Records:

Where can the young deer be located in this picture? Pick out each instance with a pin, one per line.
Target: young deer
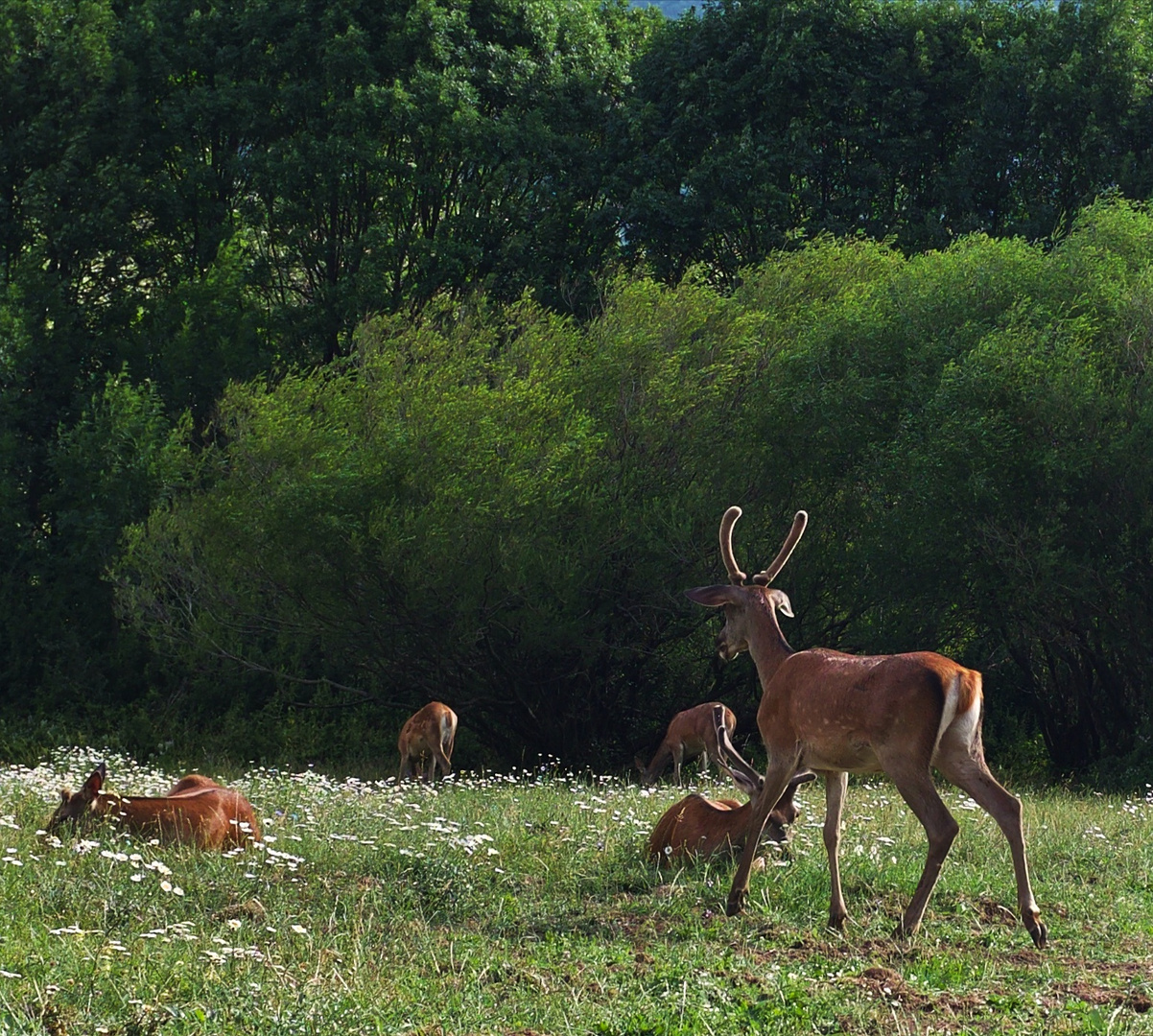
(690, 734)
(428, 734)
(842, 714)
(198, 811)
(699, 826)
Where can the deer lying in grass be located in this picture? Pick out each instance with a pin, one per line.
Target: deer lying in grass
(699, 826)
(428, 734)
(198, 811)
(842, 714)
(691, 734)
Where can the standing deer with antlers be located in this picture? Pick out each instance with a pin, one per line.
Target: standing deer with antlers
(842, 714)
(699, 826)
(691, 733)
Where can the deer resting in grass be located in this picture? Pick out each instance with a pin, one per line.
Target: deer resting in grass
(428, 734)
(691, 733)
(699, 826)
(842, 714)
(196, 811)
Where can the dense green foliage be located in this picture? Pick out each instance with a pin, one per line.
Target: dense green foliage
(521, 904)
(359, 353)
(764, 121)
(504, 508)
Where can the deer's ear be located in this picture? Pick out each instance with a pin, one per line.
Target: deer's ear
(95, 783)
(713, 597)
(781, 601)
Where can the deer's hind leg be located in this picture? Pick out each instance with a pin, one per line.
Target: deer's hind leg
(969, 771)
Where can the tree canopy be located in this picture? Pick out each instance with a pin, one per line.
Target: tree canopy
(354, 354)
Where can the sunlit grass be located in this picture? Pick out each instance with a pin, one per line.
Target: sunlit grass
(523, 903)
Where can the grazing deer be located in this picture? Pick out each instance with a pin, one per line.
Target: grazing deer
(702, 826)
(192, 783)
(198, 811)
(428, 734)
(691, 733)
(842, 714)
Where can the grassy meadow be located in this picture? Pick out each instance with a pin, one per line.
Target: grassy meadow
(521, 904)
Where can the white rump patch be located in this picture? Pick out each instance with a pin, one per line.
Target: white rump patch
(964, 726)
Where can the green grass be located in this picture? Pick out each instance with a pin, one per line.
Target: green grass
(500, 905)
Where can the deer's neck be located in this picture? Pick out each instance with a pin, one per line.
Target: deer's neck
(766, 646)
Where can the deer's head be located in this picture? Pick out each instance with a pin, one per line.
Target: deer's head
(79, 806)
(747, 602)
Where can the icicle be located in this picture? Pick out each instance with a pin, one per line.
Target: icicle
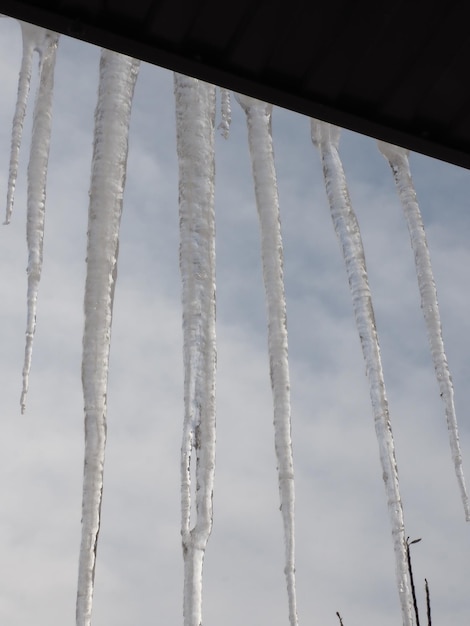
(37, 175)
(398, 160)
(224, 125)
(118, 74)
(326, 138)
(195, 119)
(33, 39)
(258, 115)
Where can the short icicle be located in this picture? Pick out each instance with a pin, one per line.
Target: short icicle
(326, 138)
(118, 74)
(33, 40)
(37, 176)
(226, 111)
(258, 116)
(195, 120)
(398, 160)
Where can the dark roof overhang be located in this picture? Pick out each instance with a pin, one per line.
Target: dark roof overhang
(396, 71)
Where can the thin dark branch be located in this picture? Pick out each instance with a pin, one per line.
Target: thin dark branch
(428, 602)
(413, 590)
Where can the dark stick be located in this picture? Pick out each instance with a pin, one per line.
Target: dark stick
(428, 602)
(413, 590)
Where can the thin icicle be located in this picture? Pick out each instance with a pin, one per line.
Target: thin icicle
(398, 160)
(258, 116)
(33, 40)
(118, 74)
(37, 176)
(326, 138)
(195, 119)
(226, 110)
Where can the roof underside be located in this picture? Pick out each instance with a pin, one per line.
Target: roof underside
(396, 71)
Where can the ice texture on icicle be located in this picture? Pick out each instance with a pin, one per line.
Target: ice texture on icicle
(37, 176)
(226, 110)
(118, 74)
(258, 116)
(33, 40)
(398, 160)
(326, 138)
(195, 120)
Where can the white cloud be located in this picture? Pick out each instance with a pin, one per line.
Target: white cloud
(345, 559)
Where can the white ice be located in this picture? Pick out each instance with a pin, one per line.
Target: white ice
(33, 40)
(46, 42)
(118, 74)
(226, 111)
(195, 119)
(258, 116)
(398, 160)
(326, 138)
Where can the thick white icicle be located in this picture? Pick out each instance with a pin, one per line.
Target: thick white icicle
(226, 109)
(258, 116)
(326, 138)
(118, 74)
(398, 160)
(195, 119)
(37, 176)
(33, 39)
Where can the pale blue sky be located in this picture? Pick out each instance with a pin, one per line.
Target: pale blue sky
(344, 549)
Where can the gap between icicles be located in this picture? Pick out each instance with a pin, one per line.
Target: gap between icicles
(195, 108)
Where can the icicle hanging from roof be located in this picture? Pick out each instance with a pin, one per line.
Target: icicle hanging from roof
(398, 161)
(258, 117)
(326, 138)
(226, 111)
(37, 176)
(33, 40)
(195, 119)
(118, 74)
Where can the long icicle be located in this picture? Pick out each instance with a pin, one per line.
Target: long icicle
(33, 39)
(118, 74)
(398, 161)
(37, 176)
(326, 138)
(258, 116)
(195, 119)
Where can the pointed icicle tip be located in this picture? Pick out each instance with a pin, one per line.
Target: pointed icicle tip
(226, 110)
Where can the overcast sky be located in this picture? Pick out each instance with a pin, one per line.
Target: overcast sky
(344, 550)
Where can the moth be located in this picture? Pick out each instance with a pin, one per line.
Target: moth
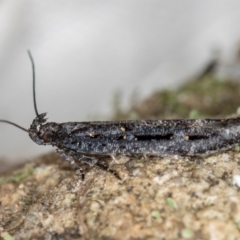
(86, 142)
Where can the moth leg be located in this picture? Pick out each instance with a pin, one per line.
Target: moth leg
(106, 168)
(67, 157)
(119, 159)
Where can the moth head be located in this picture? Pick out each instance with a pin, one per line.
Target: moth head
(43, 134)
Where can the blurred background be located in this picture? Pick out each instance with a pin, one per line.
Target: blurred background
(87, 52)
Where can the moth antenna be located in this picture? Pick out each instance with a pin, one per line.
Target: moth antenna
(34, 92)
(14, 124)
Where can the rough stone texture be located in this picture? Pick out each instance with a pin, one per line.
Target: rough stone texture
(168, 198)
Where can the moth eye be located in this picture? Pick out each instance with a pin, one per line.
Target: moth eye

--

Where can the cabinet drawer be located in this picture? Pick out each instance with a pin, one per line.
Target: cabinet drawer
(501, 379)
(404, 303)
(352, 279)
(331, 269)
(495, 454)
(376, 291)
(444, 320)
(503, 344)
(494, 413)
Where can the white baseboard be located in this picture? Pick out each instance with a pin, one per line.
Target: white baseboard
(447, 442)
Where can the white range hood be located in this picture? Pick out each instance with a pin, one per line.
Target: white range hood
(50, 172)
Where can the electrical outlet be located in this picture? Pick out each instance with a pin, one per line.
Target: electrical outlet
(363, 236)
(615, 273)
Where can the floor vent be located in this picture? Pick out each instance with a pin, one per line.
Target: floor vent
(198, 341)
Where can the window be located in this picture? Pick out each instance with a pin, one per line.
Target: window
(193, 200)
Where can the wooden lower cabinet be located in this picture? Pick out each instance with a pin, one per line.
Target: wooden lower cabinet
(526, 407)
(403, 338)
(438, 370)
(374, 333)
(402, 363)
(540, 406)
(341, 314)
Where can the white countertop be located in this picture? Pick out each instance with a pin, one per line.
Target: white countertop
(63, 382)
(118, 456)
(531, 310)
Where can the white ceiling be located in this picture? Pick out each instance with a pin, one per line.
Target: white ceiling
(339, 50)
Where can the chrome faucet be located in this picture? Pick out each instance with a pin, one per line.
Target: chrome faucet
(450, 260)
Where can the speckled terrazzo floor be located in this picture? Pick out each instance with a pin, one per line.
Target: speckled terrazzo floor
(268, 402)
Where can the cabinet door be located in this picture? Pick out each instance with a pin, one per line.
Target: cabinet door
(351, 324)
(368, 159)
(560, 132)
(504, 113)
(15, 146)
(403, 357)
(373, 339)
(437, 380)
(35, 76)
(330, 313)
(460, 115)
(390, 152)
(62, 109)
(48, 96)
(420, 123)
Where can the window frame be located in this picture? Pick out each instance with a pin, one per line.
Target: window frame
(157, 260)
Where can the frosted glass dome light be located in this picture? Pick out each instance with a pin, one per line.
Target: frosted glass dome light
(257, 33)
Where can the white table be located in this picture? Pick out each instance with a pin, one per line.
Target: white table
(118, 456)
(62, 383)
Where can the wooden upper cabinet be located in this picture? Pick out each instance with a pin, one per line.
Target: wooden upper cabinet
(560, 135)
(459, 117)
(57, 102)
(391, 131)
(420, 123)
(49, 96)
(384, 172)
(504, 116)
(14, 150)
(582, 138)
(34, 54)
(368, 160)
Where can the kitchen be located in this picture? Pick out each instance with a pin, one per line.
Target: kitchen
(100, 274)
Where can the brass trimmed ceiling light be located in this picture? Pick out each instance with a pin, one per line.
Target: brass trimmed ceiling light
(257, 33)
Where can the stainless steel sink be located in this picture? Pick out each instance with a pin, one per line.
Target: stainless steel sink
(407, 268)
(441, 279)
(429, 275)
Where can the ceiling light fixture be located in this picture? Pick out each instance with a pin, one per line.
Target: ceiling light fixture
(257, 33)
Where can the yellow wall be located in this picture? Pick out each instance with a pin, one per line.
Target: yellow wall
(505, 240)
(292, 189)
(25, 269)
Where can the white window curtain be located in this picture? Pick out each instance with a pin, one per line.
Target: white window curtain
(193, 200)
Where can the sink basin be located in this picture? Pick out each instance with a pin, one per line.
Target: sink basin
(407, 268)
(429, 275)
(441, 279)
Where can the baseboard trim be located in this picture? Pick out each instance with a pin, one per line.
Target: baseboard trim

---

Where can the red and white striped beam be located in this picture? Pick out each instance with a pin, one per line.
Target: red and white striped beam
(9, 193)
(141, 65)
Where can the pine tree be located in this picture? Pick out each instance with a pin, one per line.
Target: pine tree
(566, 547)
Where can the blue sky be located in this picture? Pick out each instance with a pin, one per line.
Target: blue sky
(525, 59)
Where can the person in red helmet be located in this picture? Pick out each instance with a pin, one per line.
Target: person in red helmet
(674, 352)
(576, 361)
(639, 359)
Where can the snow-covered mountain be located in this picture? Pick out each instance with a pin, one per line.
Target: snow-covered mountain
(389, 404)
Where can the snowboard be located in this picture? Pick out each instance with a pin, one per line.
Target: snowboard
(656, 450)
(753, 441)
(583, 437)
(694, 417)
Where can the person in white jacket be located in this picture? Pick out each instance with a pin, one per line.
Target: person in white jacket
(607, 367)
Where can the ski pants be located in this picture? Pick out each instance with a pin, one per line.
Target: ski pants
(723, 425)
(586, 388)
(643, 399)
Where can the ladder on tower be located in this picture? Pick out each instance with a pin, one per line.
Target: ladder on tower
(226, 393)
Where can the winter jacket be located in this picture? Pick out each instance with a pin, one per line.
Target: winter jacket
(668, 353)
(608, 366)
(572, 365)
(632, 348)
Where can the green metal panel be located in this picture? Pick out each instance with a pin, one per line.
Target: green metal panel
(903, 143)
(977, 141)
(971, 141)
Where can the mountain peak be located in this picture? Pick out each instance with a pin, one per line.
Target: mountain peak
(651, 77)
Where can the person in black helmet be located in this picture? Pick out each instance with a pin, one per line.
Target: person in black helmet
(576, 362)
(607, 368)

> Task goal: Locate every line in the material above that contains the string "stainless", and copy each of those lines.

> Solution for this task:
Where can the stainless steel sink be located in this picture? Pick out each instance with a pin, one per line.
Target: stainless steel sink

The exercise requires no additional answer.